**DATA PROVIDED**
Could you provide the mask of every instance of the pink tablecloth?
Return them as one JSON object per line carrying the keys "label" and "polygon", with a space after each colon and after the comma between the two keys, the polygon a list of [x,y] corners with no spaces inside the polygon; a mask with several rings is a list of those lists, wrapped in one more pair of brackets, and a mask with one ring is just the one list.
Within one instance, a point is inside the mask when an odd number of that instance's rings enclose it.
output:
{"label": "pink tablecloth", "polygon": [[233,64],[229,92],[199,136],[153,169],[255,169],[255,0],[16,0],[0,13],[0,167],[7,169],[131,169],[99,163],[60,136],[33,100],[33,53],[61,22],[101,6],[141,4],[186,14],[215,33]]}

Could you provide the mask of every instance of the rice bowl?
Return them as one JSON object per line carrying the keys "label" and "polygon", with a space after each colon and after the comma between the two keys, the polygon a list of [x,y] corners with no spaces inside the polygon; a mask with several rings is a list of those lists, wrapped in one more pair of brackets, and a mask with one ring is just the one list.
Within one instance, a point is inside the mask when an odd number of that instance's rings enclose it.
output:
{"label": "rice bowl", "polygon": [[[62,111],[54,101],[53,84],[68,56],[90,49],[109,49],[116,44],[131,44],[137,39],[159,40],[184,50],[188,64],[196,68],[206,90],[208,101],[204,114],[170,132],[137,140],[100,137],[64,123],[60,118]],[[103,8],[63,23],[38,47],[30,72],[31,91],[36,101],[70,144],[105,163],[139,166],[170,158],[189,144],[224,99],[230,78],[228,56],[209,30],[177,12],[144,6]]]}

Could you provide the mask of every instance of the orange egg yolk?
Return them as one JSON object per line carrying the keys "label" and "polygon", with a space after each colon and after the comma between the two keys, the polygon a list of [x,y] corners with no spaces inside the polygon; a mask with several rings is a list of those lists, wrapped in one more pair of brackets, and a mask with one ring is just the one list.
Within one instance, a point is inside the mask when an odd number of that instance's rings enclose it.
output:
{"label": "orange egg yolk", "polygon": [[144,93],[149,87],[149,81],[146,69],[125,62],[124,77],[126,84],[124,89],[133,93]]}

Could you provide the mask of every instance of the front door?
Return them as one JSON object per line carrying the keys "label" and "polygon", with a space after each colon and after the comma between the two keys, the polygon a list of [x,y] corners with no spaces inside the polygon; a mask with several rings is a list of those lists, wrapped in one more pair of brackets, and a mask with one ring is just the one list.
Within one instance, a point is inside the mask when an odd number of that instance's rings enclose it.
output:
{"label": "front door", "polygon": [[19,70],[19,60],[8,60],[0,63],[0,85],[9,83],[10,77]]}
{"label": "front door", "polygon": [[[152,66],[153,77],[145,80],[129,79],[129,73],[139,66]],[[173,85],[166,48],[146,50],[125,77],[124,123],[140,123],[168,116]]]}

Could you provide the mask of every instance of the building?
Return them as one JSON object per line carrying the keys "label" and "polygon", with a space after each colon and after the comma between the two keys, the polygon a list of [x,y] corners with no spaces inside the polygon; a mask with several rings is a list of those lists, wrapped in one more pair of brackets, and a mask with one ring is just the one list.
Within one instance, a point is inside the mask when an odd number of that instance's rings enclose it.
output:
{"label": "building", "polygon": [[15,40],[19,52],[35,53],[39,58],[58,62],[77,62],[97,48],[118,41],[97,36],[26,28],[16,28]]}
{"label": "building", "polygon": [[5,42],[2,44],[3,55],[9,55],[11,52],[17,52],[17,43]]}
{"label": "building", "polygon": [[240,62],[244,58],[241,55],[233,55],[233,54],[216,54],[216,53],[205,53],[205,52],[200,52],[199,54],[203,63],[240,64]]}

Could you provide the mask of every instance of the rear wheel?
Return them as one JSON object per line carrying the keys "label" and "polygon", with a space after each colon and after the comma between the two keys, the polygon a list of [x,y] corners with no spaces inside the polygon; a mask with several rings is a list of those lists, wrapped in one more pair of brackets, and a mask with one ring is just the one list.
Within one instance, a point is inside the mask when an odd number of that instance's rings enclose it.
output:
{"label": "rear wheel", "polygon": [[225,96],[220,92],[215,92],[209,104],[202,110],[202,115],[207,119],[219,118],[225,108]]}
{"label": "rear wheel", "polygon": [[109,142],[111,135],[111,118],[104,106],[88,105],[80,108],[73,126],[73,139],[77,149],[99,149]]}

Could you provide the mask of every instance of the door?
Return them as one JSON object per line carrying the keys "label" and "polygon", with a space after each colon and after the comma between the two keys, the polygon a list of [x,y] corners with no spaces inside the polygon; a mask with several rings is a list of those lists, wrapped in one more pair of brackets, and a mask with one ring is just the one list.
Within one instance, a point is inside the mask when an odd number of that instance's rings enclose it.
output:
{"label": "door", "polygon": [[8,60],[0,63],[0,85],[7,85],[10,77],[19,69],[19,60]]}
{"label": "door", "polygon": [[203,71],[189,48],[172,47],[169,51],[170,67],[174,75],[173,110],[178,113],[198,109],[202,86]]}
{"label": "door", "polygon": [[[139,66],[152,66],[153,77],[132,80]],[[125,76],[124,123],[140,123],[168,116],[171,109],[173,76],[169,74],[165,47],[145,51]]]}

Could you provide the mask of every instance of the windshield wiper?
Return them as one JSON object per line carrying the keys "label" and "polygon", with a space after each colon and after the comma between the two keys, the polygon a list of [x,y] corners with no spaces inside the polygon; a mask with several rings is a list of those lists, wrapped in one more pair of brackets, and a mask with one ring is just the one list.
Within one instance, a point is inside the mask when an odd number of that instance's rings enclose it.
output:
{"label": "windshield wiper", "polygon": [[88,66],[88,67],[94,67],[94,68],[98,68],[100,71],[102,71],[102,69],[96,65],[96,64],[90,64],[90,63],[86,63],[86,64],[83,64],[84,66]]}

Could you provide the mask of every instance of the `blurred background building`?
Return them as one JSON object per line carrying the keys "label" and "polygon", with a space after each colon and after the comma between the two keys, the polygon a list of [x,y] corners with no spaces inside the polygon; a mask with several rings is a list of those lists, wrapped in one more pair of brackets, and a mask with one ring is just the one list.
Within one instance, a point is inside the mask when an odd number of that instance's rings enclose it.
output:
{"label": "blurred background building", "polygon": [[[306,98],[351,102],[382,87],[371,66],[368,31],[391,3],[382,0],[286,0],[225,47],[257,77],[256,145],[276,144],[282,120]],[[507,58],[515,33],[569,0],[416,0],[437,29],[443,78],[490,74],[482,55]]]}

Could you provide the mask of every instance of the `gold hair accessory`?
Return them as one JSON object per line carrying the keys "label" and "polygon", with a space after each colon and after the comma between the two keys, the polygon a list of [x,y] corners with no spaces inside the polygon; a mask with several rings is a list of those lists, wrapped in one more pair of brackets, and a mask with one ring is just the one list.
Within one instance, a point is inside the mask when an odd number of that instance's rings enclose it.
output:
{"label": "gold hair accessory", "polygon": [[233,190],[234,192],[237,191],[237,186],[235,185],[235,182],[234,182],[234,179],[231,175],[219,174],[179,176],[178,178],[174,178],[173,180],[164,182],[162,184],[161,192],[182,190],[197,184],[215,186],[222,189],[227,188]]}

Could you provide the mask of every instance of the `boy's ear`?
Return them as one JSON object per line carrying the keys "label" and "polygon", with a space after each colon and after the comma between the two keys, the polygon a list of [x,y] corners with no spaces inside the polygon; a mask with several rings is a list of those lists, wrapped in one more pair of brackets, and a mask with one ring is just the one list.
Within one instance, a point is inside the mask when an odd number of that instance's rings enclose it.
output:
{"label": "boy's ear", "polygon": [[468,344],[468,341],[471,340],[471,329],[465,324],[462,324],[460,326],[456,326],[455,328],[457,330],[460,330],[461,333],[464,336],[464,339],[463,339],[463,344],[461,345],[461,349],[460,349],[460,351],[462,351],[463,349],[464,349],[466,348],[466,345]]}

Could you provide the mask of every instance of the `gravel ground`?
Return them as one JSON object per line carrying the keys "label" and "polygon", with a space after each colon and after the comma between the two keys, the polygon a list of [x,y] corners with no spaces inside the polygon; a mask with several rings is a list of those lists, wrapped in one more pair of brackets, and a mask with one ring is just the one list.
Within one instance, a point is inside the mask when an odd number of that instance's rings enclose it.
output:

--

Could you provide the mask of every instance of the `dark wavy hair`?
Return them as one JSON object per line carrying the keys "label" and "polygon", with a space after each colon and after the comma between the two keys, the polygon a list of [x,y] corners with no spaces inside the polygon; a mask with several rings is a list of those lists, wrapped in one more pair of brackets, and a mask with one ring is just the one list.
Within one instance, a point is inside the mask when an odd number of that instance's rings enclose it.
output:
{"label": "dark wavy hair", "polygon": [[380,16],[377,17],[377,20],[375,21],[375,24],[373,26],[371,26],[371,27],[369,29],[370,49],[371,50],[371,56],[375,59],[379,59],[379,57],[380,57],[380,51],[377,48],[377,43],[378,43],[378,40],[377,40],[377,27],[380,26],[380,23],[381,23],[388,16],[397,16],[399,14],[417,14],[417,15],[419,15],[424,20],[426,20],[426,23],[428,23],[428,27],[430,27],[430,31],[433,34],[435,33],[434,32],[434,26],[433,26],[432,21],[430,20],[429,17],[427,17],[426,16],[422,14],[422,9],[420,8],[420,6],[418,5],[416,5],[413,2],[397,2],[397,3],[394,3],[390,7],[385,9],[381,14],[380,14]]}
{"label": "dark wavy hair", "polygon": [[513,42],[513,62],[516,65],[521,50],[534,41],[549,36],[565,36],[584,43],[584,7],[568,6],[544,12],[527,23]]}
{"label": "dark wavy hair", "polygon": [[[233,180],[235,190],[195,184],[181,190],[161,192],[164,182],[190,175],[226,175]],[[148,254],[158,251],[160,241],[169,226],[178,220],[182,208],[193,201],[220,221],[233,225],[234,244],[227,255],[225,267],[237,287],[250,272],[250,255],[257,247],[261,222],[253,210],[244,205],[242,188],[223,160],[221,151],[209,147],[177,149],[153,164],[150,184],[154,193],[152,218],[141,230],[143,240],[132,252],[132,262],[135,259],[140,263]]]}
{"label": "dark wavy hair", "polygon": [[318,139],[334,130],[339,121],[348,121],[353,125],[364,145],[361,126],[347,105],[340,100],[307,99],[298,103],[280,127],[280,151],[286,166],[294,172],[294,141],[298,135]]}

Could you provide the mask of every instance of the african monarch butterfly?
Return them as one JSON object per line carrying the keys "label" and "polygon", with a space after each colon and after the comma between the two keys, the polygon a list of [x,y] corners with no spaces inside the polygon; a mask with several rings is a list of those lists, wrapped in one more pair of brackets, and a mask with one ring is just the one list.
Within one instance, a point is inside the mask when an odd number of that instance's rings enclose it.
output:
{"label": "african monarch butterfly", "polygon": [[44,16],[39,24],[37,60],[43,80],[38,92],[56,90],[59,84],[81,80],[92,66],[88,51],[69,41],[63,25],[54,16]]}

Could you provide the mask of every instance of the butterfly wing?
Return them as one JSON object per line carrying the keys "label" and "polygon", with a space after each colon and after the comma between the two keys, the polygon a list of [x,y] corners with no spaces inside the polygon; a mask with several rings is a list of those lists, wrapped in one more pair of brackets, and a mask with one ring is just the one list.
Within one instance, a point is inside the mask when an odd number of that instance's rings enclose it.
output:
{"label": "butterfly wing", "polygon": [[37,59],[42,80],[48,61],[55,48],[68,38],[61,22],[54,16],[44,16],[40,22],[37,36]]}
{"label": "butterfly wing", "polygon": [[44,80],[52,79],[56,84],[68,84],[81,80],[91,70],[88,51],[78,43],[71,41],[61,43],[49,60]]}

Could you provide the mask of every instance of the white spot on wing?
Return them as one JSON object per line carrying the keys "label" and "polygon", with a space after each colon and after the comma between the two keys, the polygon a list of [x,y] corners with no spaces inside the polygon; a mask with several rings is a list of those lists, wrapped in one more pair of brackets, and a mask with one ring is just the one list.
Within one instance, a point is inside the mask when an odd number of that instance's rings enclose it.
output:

--

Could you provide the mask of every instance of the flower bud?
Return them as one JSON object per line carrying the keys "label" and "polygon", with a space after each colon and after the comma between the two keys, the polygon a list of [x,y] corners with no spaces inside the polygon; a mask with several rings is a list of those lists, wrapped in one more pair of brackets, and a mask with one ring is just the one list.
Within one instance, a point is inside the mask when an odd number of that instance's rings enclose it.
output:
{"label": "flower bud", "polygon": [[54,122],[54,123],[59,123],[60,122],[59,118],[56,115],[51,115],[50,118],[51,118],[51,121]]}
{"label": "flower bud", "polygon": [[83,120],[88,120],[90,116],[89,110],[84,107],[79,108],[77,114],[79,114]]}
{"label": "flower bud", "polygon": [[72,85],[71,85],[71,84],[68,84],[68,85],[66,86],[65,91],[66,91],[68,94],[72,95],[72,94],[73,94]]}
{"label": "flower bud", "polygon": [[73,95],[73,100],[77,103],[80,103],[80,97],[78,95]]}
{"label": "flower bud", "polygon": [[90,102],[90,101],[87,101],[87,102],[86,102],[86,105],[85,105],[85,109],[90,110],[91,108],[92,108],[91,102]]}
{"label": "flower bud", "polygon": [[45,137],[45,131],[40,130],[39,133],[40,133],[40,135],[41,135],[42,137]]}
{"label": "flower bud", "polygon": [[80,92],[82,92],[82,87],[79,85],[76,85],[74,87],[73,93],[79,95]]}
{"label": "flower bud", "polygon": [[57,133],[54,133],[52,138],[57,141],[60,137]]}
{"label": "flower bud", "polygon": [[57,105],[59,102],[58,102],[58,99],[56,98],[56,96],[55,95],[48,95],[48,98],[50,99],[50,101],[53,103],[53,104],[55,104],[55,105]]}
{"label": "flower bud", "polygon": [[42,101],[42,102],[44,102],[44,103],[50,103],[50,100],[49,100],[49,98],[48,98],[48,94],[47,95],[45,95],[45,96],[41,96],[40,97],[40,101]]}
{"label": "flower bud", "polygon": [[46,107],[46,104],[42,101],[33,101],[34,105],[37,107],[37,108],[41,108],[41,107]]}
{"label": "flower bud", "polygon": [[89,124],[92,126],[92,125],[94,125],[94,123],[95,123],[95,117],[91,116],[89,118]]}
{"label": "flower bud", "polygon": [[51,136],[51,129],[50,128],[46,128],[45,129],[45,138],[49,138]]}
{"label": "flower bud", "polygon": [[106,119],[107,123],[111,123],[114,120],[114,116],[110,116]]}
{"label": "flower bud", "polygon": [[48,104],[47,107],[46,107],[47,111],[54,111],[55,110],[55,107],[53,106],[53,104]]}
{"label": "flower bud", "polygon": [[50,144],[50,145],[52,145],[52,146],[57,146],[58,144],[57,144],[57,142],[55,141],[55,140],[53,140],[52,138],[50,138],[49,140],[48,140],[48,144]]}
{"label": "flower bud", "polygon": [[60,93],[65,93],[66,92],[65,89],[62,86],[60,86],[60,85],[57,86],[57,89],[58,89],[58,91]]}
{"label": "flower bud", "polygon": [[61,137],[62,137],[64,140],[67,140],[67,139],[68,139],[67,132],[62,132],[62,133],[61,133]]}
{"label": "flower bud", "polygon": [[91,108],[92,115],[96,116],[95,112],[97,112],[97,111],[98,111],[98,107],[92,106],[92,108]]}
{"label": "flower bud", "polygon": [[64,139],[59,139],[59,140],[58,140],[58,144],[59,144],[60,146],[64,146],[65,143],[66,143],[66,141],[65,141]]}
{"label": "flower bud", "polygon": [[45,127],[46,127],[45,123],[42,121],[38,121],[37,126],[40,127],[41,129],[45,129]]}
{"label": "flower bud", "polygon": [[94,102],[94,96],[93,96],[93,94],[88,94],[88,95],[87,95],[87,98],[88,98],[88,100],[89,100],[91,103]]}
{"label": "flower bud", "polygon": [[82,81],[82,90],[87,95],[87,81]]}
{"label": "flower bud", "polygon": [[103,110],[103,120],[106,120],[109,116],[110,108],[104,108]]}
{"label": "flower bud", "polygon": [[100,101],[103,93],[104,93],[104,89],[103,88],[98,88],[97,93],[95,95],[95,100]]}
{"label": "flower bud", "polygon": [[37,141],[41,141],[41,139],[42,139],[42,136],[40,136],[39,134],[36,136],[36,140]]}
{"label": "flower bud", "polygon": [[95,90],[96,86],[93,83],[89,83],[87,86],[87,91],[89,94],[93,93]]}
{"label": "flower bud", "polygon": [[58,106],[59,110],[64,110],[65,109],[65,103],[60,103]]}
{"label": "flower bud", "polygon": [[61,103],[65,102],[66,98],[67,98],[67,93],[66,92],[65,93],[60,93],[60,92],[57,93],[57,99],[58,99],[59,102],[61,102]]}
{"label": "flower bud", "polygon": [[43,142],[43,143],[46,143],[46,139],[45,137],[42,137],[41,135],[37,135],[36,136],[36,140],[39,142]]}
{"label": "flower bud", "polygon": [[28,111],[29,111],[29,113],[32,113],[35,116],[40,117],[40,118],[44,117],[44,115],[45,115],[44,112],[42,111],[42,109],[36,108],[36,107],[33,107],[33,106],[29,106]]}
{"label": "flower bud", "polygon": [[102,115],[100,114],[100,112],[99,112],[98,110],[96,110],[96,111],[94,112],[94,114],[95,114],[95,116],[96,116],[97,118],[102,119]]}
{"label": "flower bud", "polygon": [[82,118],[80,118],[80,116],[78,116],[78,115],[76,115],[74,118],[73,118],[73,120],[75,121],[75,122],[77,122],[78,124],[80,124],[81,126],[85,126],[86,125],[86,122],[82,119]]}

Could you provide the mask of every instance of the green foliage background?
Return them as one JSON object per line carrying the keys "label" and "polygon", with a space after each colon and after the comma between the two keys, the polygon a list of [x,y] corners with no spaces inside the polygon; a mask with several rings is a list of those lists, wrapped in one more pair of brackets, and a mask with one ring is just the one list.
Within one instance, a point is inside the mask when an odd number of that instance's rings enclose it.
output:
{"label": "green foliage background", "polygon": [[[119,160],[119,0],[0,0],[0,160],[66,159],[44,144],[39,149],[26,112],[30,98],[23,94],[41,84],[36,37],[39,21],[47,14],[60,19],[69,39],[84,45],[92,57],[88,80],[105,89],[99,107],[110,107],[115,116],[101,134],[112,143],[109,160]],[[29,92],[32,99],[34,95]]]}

**TO DO**
Pull out every line of the items above that contains the string "pink", matching case.

**FINAL ANSWER**
Could you provide the mask of every instance of the pink tablecloth?
{"label": "pink tablecloth", "polygon": [[233,64],[229,92],[199,136],[153,169],[255,169],[255,0],[16,0],[0,13],[0,167],[7,169],[131,169],[99,163],[60,136],[33,100],[33,53],[61,22],[101,6],[141,4],[186,14],[215,33]]}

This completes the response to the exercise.